▶ _WORK TO BE COMPLETED_
Set down precisely the lines from the line with "Query: fluffy cloud" through the end of the material, inclusive, and no pictures.

▶ _PROVIDED DATA_
════════

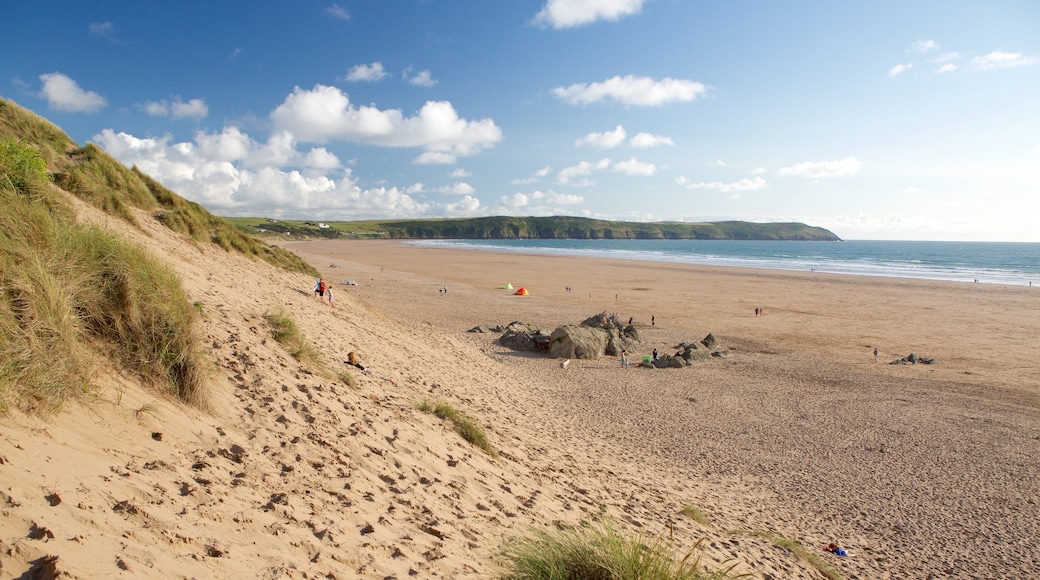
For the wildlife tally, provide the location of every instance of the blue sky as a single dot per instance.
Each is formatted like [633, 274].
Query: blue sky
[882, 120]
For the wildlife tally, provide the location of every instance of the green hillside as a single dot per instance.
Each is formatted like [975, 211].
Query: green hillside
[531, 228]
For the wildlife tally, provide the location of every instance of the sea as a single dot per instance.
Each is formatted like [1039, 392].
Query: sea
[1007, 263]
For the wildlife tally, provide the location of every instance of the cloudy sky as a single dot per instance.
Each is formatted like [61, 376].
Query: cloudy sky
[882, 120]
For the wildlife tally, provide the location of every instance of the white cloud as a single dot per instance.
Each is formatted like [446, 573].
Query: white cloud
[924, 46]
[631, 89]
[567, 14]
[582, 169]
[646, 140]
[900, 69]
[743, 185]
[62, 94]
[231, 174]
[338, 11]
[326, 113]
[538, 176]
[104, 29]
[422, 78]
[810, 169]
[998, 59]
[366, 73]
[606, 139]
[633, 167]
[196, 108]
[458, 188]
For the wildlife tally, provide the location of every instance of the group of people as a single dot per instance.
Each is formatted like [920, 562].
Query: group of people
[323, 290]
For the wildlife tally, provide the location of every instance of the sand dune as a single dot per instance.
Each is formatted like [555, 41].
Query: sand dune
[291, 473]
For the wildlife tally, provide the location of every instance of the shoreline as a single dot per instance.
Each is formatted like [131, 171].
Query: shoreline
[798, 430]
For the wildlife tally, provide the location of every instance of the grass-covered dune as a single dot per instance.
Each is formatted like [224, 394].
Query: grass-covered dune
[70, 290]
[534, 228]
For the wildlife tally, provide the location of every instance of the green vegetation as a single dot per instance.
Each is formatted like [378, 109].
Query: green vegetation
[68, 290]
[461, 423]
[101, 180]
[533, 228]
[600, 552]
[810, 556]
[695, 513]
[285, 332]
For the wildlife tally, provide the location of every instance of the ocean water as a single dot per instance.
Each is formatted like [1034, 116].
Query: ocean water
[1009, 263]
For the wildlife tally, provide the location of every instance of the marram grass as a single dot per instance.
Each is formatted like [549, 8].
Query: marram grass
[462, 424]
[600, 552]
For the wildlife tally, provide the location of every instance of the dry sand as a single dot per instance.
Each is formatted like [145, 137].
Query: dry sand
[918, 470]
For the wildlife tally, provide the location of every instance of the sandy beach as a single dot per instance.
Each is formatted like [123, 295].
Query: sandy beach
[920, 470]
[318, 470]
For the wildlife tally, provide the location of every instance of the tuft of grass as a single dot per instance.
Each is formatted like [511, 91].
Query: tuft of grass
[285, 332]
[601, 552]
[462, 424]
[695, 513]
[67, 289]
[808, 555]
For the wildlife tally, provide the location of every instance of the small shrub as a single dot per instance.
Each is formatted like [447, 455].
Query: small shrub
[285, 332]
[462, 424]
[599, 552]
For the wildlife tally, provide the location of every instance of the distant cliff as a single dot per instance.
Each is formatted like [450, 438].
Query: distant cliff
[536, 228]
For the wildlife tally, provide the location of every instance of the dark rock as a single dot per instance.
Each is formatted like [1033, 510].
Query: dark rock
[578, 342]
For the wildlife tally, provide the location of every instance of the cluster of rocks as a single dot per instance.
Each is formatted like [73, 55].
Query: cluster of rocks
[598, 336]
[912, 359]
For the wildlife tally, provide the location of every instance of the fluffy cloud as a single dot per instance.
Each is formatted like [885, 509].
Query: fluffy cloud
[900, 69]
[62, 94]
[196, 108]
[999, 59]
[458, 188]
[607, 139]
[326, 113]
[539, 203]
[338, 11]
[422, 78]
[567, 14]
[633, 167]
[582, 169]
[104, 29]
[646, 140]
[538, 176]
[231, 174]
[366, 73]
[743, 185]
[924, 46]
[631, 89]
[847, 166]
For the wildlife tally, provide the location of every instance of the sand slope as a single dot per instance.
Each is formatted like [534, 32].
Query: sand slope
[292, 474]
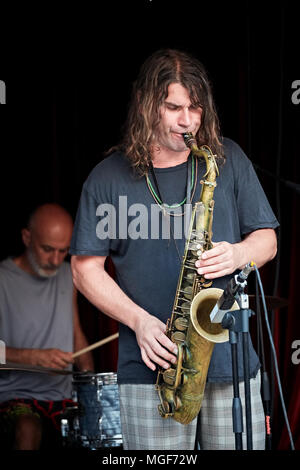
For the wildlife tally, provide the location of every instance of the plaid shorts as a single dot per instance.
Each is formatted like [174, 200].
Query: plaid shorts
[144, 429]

════════

▶ _PROBLEM SOLUTION_
Query: fluffy cloud
[900, 69]
[62, 94]
[196, 108]
[999, 59]
[458, 188]
[607, 139]
[326, 113]
[539, 203]
[338, 11]
[422, 78]
[567, 14]
[633, 167]
[582, 169]
[104, 29]
[646, 140]
[538, 176]
[231, 174]
[366, 73]
[743, 185]
[924, 46]
[631, 89]
[847, 166]
For the wildlife tally, provide the location of every instance of the sand slope as a single dot per instance.
Each is formatted like [534, 32].
Query: sand slope
[292, 474]
For the wildlife tally, provide the location of every instance of the plaid shorts as a single dot per instance.
Each is formatted like [174, 200].
Query: plaid shorts
[144, 429]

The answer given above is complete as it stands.